Stated problem 1: Reproduce the passage of the notes on joins starting at "Visitor.joins(:marketings)" and ending at "on the left.".
Stated problem 2:
For each statement, say yes or no depending on whether the notes on joins support it, and quote the words that decide it.
(a) Inner join is given as the default style of joining.
(b) The inner join query also returns visitors that have no marketing record.
(c) A left join gives all records of the table on the left.
Stated problem 3:
Answer these questions from the notes on joins.
(a) Which join is needed to get all visitors whether they have marketing records or not?
(b) On what are all records grouped when counting marketing records per visitor?
(c) Which aggregate command is used to get the number of marketing records on each visitor?

Text shown:
╭──
My rabbling on Joins

The most popular and default style of joining is: Inner Join

this returns all rows where the column on which the join happened matches.

Visitor.joins(:marketings)
SELECT "visitors".* FROM "visitors" INNER JOIN "marketings" ON "marketings"."visitor_id" = "visitors"."id"

This does not give the visitors which dont have a marketing record.

To get all the visitors whether they have marketing records or not, we need to do Left join

This will give all records of the table on the left.

Visitor.joins("LEFT join marketings ON marketings.visitor_id = visitors.id")
SELECT "visitors".* FROM "visitors" LEFT join marketings ON marketings.visitor_id = visitors.id

Now we want to know the number of marketing records on each visitor. To do this we need to first use the group_by command. This is like a pivot point for the table. We are grouping all records on visitors id. Now each visitor has many visitors, so we can run another aggregate command on the visitors which produced a singular result for each visitor. In this case we will use the count command, so we can get the number of marketings record on each visitor

Visitor.joins("LEFT join marketings ON marketings.visitor_id = visitors.id").group("visitors.id").select("visitors.id, count(marketings.id)")
╰──
Recorded data:
╭──
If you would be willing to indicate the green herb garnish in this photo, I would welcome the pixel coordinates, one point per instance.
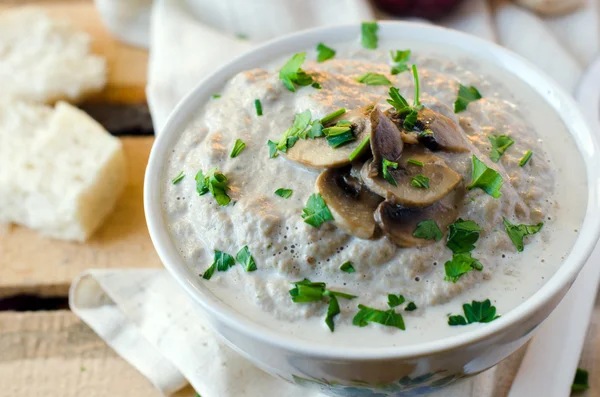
╰──
Complete answer 1:
Visitor.joins(:marketings)
SELECT "visitors".* FROM "visitors" INNER JOIN "marketings" ON "marketings"."visitor_id" = "visitors"."id"

This does not give the visitors which dont have a marketing record.

To get all the visitors whether they have marketing records or not, we need to do Left join

This will give all records of the table on the left.

Complete answer 2:
(a) Yes: "The most popular and default style of joining is: Inner Join"
(b) No: "This does not give the visitors which dont have a marketing record."
(c) Yes: "This will give all records of the table on the left."

Complete answer 3:
(a) A left join.
(b) On visitors id.
(c) The count command.